* [What is expected]
The material below contains a line with "of the concrete" and a line with "of the white". Copy exactly those two lines and all lines between them.

*** Opening Data supplied ***

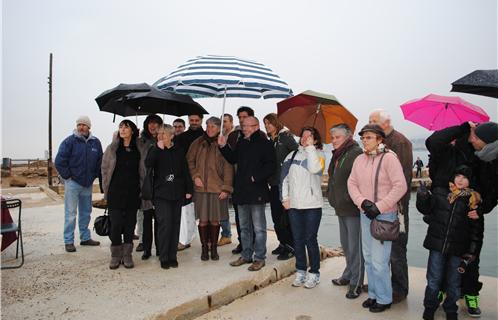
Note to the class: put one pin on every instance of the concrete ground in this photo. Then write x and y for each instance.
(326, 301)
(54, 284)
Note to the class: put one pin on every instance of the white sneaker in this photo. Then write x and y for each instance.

*** Closing Data supplied ***
*** Opening Data supplied ***

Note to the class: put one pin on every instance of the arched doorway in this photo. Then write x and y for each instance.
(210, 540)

*** Closing Data supplied ***

* [Solution for this task]
Note to the class: put one pin on every instance of the concrete ground in this photo. Then write x and y for each instance.
(326, 301)
(54, 284)
Note to the class: put one pin on every instance of the white sneaker in this photo. Then write x and y for each instance.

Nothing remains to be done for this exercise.